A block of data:
[start]
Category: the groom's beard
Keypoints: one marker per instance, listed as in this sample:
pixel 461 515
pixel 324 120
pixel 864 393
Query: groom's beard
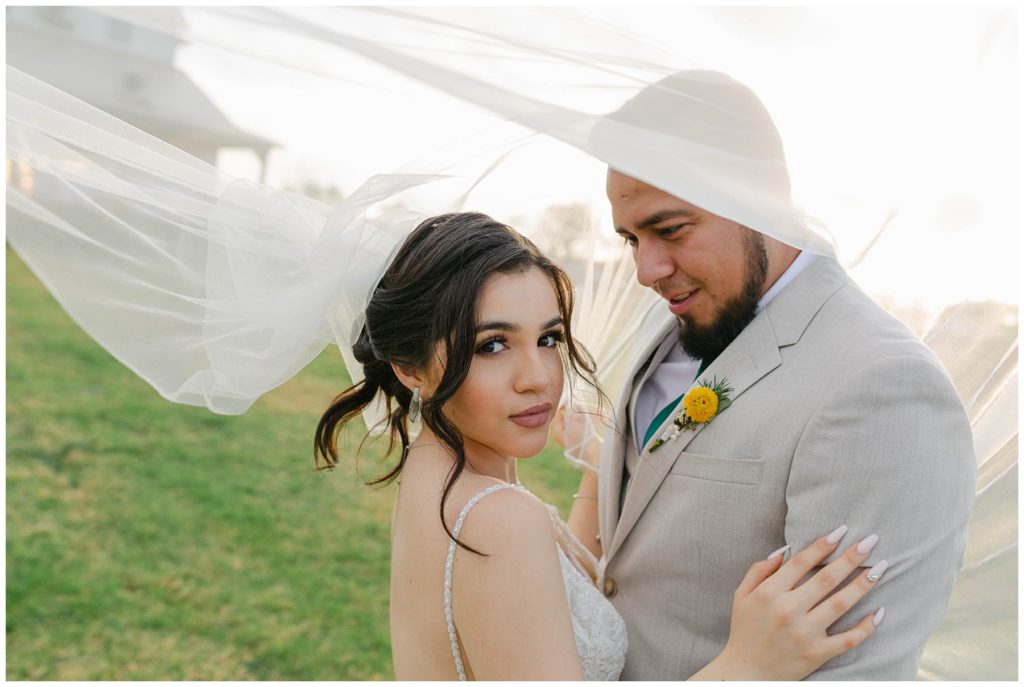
pixel 706 342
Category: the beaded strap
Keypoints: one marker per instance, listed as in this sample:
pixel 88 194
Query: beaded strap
pixel 448 574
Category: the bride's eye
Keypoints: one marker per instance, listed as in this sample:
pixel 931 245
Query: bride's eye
pixel 552 339
pixel 492 346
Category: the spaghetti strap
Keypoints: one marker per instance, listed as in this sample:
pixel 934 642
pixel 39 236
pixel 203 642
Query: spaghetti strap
pixel 448 572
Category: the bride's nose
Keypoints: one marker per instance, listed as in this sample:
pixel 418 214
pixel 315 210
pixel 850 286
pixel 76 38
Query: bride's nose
pixel 532 372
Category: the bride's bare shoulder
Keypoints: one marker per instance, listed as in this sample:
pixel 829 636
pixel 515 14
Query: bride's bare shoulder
pixel 509 521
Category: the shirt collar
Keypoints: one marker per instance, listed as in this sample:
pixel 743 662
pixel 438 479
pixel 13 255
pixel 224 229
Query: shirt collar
pixel 799 265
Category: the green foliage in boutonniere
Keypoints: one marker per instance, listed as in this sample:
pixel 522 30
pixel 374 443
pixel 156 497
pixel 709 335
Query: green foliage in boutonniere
pixel 700 404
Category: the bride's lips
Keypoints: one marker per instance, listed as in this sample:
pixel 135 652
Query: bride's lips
pixel 680 302
pixel 532 417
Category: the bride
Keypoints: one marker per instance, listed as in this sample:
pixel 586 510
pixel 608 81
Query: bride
pixel 469 330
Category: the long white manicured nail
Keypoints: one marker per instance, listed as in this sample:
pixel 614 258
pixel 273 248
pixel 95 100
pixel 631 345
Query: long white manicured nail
pixel 867 544
pixel 876 572
pixel 837 534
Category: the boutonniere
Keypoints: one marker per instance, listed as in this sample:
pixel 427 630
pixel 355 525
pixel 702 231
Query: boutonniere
pixel 700 404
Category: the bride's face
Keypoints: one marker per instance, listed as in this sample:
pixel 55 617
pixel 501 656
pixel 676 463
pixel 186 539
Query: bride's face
pixel 515 380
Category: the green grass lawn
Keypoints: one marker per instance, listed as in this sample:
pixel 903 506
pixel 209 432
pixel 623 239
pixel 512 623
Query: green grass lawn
pixel 151 541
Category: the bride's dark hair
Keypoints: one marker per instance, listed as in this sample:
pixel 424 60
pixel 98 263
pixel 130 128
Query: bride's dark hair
pixel 429 296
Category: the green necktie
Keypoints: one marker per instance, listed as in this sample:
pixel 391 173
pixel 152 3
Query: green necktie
pixel 664 413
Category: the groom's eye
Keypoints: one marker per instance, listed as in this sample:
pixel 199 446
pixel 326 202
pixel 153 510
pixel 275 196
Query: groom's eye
pixel 669 230
pixel 628 238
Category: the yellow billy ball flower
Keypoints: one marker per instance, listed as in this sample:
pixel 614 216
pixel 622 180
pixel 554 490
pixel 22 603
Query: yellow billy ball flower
pixel 700 404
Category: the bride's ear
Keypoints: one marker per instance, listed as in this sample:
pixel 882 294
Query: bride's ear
pixel 411 379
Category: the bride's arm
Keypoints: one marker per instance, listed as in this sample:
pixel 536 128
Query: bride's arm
pixel 778 625
pixel 510 607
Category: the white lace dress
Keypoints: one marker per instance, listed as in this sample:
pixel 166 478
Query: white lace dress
pixel 599 630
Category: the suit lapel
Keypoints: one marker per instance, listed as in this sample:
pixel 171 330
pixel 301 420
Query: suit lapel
pixel 616 443
pixel 751 356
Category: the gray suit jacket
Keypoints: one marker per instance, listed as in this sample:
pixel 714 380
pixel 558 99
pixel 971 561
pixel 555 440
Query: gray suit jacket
pixel 839 416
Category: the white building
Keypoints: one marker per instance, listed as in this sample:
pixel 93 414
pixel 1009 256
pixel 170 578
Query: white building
pixel 126 71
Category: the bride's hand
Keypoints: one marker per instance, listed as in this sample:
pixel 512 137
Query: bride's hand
pixel 778 625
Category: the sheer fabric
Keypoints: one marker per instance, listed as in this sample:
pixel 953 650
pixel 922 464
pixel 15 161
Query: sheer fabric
pixel 215 290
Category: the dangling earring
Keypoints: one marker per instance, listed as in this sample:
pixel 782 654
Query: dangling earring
pixel 414 405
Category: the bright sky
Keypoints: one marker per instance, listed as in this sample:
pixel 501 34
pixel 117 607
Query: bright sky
[end]
[Given problem]: Update the items, starting at the line that has "Category: the yellow billy ball flower" and continuing through the last item. Write out those lines again with every "Query" changed to "Target" and nothing else altered.

[Completed task]:
Category: the yellow billy ball flower
Keypoints: one marker per instance, listed as in this sample:
pixel 614 216
pixel 622 180
pixel 554 490
pixel 22 603
Target: yellow billy ball flower
pixel 700 404
Category: the bride's ear
Keypoints: one marker per instance, listed as in this sample:
pixel 882 294
Target: bride's ear
pixel 411 379
Category: the bride's arm
Keypoints: one marker per instance, listed as in this sample:
pixel 536 128
Target: bride's arm
pixel 778 625
pixel 510 607
Category: the white lace dress
Keypoints: one marker per instance, listed as in this sample:
pixel 166 478
Target: white lace dress
pixel 599 630
Category: the suit lapel
Keypoints: one marker per instance, listed as in this sample:
pixel 171 330
pixel 301 420
Target: suit lapel
pixel 616 443
pixel 751 356
Category: the gray suit jacket
Keypoints: one marker per instance, listed as in this sample:
pixel 714 380
pixel 558 99
pixel 971 561
pixel 555 440
Target: gray suit jacket
pixel 839 416
Category: the white building
Keypoints: one marker per instance, listed as in this sample:
pixel 93 414
pixel 1009 256
pixel 170 578
Target: white building
pixel 126 71
Category: the bride's hand
Keypoints: one marker per instance, listed as in this sample:
pixel 512 137
Target: bride's hand
pixel 778 625
Category: the sheer fabric
Keypoints: one marker per instance, listed as in this sample:
pixel 953 650
pixel 922 464
pixel 15 161
Target: sheer fabric
pixel 215 290
Category: the dangling earring
Keypoints: one marker per instance, listed as in this sample:
pixel 782 654
Target: dangling earring
pixel 414 405
Category: the bright sky
Keypoints: one marker per instance, listed as in this sample:
pixel 501 34
pixel 117 607
Target: bright sky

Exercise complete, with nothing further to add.